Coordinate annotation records

____________

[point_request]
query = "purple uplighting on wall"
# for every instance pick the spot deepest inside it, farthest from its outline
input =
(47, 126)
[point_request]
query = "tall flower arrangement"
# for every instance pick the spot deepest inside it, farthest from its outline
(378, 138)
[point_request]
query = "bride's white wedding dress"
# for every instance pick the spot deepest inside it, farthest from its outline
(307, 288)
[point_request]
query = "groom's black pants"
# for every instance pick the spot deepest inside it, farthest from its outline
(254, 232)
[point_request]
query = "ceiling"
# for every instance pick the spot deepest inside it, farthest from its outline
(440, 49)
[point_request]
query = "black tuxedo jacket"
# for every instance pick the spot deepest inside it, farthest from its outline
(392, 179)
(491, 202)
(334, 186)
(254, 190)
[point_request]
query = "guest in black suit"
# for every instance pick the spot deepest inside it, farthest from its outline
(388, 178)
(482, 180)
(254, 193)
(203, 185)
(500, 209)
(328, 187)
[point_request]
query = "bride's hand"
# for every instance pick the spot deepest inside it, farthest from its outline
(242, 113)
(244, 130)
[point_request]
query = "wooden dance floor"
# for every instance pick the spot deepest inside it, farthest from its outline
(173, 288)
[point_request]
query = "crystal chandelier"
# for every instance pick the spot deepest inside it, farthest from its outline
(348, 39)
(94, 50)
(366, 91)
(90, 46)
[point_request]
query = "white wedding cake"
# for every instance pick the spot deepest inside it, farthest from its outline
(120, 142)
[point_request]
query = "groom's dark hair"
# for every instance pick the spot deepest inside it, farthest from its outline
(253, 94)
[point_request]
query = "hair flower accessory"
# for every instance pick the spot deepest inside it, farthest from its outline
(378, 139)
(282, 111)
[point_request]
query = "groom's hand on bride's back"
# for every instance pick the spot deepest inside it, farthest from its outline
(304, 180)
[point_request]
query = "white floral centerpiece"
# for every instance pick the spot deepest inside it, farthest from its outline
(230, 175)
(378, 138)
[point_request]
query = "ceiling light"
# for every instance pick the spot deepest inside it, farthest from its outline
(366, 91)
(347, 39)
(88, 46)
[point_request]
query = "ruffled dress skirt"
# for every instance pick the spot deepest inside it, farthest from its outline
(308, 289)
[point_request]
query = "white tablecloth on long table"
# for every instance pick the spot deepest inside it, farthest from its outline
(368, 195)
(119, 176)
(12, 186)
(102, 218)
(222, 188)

____________

• Task brief: Without omitting anything, output the entries exactly.

• Problem solution:
[point_request]
query = "purple uplighting on wall"
# for every instance pick the spot deepest inside it, farthest from its outline
input =
(47, 126)
[point_request]
query = "tall flower arrangement"
# for every instance pick the spot deepest inside it, farthest from its outline
(378, 138)
[point_request]
query = "bride's white wedding dress"
# for every instance pick the spot deepest inside it, farthest from its outline
(307, 288)
[point_request]
query = "groom's black pants"
# for every instance pick the spot deepest inside it, farthest from its outline
(254, 232)
[point_request]
query = "ceiling"
# for every instance pick the spot deepest inside it, farthest from its outline
(440, 49)
[point_request]
query = "black tuxedo jacket"
# for every instance pick the spot deepest inside it, farthest from its outline
(392, 179)
(491, 202)
(334, 186)
(254, 190)
[point_request]
query = "guest in black suit"
# for every instance pick the spot deepest inside it, farthest from its outline
(388, 178)
(482, 180)
(254, 193)
(203, 185)
(500, 209)
(328, 187)
[point_request]
query = "bride's hand"
# for every instance pick the spot deepest inside it, farthest from its outline
(242, 113)
(244, 130)
[point_request]
query = "wooden dance floor"
# for every instance pick the spot deepest inside it, farthest from its outline
(173, 288)
[point_request]
query = "crystal chandelier"
# for every instance pick the spot deepest inside it, farthest from its outline
(348, 39)
(94, 50)
(366, 91)
(90, 46)
[point_request]
query = "white wedding cake"
# for every instance pick the spot deepest inside it, farthest from its outline
(120, 142)
[point_request]
query = "groom's dark hair"
# for every instance pick the spot deepest inside it, farthest from its outline
(253, 94)
[point_request]
query = "hair flower accessory"
# for every instance pick the spot deepest inside it, farthest from its outline
(378, 139)
(282, 111)
[point_request]
query = "groom's hand on bride's back"
# for every instance pick the spot deepest inside it, farthest from its outline
(304, 180)
[point_request]
query = "white floral centerpiece"
# for every instance pick the spot deepest inside it, farthest from its outline
(230, 175)
(378, 138)
[point_request]
query = "ceiling light"
# for every instance pick the spot deepest inside it, farthest from its outline
(366, 91)
(347, 39)
(88, 46)
[point_request]
query = "ruffled dress skirt"
# for every instance pick the spot deepest inside it, farthest from its outline
(308, 289)
[point_request]
query = "white tablecloth on long table"
# for every instance pick the spot deepest inside it, farthest from its outline
(368, 195)
(119, 176)
(12, 186)
(102, 218)
(222, 188)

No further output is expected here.